| Short task |
How many of the lines below contain the string "black"? Reply with the number alone.

| Data excerpts |
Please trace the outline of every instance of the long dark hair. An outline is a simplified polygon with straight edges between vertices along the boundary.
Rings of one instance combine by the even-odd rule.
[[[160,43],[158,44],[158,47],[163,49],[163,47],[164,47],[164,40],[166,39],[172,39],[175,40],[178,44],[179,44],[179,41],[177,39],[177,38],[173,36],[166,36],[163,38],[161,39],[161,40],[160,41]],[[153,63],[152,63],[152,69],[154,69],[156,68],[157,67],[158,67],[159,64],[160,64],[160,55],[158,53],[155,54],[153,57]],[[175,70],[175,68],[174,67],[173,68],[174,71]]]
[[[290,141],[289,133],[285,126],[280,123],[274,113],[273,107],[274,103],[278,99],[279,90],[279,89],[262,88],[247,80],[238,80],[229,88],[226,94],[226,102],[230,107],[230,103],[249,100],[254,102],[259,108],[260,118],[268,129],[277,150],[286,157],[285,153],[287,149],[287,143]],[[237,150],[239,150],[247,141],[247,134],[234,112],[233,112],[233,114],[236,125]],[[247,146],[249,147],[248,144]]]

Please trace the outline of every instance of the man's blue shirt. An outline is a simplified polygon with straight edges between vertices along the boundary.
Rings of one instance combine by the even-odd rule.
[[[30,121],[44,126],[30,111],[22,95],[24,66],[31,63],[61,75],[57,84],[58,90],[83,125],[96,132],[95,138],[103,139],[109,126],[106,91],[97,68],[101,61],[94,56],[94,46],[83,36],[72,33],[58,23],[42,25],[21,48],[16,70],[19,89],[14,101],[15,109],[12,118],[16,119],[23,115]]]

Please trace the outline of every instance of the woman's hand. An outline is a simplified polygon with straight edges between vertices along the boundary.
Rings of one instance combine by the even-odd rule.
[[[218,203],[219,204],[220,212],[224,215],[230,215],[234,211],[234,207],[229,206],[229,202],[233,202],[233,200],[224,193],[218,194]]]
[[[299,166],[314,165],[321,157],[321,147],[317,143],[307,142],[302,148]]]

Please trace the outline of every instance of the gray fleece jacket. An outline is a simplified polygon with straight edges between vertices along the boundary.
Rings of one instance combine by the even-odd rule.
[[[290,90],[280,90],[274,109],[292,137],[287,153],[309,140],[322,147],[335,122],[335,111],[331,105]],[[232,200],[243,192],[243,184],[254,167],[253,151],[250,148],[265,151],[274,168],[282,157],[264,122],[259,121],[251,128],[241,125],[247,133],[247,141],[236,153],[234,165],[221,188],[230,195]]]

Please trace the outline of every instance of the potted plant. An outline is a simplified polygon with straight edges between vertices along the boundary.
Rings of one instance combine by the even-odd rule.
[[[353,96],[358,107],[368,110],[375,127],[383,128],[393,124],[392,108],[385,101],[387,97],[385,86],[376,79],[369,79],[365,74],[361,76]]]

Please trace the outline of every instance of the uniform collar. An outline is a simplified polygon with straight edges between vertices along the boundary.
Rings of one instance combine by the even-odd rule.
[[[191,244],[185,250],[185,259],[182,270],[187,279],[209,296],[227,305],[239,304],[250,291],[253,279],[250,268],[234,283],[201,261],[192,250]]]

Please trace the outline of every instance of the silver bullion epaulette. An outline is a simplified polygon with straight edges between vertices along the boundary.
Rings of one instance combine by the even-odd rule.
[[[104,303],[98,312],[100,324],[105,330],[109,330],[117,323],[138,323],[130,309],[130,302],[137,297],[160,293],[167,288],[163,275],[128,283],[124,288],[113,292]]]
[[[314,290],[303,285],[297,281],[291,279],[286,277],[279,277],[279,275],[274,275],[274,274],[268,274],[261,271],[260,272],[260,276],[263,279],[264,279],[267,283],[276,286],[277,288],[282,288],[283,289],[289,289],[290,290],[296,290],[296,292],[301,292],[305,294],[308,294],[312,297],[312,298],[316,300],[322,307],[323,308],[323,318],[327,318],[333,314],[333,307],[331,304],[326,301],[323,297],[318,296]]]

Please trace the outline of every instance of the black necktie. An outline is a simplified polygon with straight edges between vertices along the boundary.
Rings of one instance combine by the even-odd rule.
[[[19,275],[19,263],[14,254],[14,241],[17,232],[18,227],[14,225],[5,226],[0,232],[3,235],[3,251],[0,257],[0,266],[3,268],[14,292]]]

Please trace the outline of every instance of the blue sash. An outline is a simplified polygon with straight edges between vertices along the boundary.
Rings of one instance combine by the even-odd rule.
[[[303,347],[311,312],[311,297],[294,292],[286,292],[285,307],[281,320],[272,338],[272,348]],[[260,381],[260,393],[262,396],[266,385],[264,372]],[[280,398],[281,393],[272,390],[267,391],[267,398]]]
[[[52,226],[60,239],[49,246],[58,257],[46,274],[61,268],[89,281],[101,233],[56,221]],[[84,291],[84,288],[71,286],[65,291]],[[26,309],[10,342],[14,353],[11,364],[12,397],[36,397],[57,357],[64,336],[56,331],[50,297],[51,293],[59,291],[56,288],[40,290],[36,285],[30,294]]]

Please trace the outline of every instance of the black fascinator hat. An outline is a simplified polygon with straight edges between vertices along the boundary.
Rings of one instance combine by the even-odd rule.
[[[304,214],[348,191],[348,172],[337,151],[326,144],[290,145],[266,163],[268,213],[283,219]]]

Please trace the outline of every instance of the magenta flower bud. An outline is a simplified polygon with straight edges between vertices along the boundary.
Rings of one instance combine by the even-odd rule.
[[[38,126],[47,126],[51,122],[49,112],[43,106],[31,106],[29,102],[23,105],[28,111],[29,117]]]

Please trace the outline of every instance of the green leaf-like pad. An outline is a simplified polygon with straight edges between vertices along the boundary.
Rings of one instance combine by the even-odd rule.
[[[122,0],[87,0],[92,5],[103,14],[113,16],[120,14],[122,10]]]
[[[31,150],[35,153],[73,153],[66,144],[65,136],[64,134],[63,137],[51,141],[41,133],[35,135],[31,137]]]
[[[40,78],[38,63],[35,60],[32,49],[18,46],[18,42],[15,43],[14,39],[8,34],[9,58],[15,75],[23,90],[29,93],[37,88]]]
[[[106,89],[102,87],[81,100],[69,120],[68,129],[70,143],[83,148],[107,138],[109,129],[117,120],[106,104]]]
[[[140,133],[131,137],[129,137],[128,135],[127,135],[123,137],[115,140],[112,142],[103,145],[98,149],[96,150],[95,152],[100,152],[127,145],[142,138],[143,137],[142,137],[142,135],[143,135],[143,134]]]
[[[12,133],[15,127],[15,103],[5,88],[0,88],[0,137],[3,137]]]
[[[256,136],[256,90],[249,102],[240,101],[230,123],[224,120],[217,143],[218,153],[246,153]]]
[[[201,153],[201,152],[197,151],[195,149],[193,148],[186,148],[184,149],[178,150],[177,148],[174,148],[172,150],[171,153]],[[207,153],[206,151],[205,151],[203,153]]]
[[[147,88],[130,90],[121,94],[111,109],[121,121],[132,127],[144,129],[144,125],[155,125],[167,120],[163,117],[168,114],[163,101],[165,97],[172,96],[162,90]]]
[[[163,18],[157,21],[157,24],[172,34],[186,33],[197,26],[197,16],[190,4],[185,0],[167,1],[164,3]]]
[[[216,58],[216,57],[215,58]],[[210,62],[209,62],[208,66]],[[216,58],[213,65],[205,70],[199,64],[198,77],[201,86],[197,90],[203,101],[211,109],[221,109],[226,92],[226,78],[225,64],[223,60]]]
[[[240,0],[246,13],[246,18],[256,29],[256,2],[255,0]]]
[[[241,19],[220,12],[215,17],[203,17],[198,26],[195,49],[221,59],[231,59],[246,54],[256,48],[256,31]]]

| Expected answer |
2